Opportunity also continued during the first half of September to study the Martian atmosphere, search for clouds by acquiring the traditional six-frame, time-lapse movies with the navigation camera, snap some more Pancam images of Bagnold, as well as a nearby cobble called Isle Royale and targets dubbed Schuchert and Drummond. It also devoted some science time to monitoring dust accumulation on the Pancam mast assembly and taking another 360-degree panorama of the area with the navigation camera. And, on Sol 1646 (September 10, 2008), the rover turned on its miniature thermal emission spectrometer (Mini-TES) in an attempt to take a mini-survey of the sky and ground.
The Mini-TES on Opportunity has been out of commission since the global dust storm in 2007. Its mirrors are literally covered in the fine powder-like dust that is everywhere around Mars. But the MER team had the rover start-up the instrument because it’s going to “try something “really cool,” as Squyres put it.
“Those of us who are old-timers on this mission remember that back at the beginning, when we were testing the vehicle, there was a test we ran one day on the Mini-TES elevation mirror, where we had accidentally set the control parameters for the mirror in a fashion that caused a sort of bizarre instability in the control electronics that made this thing move,” Squyres explained. “Rather than move appropriately, the thing kind of shook and jittered. You can never take data that way, so we realized – hey – don’t do that anymore. We wrote it up and that was that.” Until recently, that is.
“We tried it on one of the rovers on the ground, our test bed rover, a little while back and it shook just like it did then,” Squyres said. “It’s not a violent shaking, just a faint vibration really.”
The possibility that it could shake some of the dust off the contaminated mirror is just too tempting not to try. “To be honest with you, I don’t have particularly high hopes that it’s going to knock any dust off the mirror, but it is one card we still have to play, so we’re going to play it pretty soon,” Squyres said.
After taking a panel of images with the Pancam of a nearby cobble field on Sol 1648 (September 12, 2008), Opportunity stowed the robotic arm in its fishing position and began driving closer to Bagnold. Just before and after ending the drive, it took images with the hazard-avoidance and navigation cameras, as usual, then with the Pancam, it took a panel of images for what would become the Bagnold mosaic for the scientists and engineers to study.
□ □ □ □ □
Given request:
Please answer from the rover update: since what event has the Mini-TES on Opportunity been out of commission?

Stored data:
□ □ □ □ □
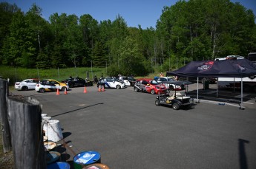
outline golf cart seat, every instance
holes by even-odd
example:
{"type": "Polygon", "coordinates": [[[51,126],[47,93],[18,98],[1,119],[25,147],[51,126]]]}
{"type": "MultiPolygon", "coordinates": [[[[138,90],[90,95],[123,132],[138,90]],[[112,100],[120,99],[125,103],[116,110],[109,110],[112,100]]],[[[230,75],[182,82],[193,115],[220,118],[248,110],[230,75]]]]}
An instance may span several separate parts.
{"type": "MultiPolygon", "coordinates": [[[[175,93],[174,93],[172,97],[175,97],[175,93]]],[[[176,98],[177,99],[190,99],[190,97],[186,96],[184,92],[177,92],[176,93],[176,98]]]]}

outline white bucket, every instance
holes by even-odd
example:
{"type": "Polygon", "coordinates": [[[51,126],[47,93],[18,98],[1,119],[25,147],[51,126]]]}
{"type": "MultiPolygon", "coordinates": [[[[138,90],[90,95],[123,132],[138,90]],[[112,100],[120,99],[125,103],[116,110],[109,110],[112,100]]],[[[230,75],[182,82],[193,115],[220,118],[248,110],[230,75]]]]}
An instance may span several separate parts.
{"type": "Polygon", "coordinates": [[[51,120],[51,117],[42,117],[42,123],[43,123],[43,130],[45,131],[45,135],[46,137],[48,137],[48,132],[47,132],[47,123],[49,123],[49,121],[51,120]]]}
{"type": "Polygon", "coordinates": [[[42,117],[46,117],[46,116],[47,116],[47,114],[42,113],[42,114],[41,114],[41,116],[42,116],[42,117]]]}
{"type": "Polygon", "coordinates": [[[47,134],[48,140],[58,142],[63,139],[63,134],[59,120],[49,120],[46,126],[47,131],[45,131],[45,135],[47,134]]]}

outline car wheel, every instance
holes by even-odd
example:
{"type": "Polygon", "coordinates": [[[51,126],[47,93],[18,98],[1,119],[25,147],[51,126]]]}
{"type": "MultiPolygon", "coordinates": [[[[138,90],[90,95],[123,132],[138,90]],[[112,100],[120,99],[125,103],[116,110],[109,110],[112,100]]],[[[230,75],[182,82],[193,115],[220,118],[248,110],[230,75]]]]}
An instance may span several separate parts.
{"type": "Polygon", "coordinates": [[[251,87],[250,87],[250,86],[245,85],[245,86],[243,86],[243,91],[244,91],[245,92],[251,92],[251,87]]]}
{"type": "Polygon", "coordinates": [[[204,84],[206,81],[207,81],[207,79],[206,78],[203,78],[202,80],[201,80],[202,84],[204,84]]]}
{"type": "Polygon", "coordinates": [[[152,94],[154,94],[156,92],[154,92],[154,89],[152,89],[152,90],[150,91],[150,93],[152,94]]]}
{"type": "Polygon", "coordinates": [[[160,106],[160,101],[159,100],[157,100],[154,103],[156,104],[156,106],[160,106]]]}
{"type": "Polygon", "coordinates": [[[180,105],[178,105],[178,103],[173,103],[172,104],[172,108],[174,108],[174,110],[179,110],[180,108],[180,105]]]}
{"type": "Polygon", "coordinates": [[[40,93],[45,93],[45,89],[44,88],[40,88],[39,89],[39,92],[40,93]]]}
{"type": "Polygon", "coordinates": [[[170,86],[169,86],[169,89],[170,89],[170,90],[174,90],[174,86],[170,85],[170,86]]]}
{"type": "Polygon", "coordinates": [[[26,86],[24,86],[22,87],[22,90],[24,90],[24,91],[28,90],[28,87],[26,86]]]}

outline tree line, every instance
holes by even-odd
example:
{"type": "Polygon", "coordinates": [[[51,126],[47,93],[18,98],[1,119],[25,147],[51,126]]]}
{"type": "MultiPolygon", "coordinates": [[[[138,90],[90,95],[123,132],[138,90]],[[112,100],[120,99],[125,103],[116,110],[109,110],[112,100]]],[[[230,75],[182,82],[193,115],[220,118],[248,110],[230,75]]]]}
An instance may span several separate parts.
{"type": "Polygon", "coordinates": [[[156,28],[128,27],[117,15],[99,22],[90,14],[55,13],[48,21],[33,4],[24,13],[0,3],[0,65],[52,69],[108,66],[109,75],[145,75],[191,61],[256,52],[255,16],[230,0],[180,0],[163,7],[156,28]]]}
□ □ □ □ □
The answer:
Since the global dust storm in 2007.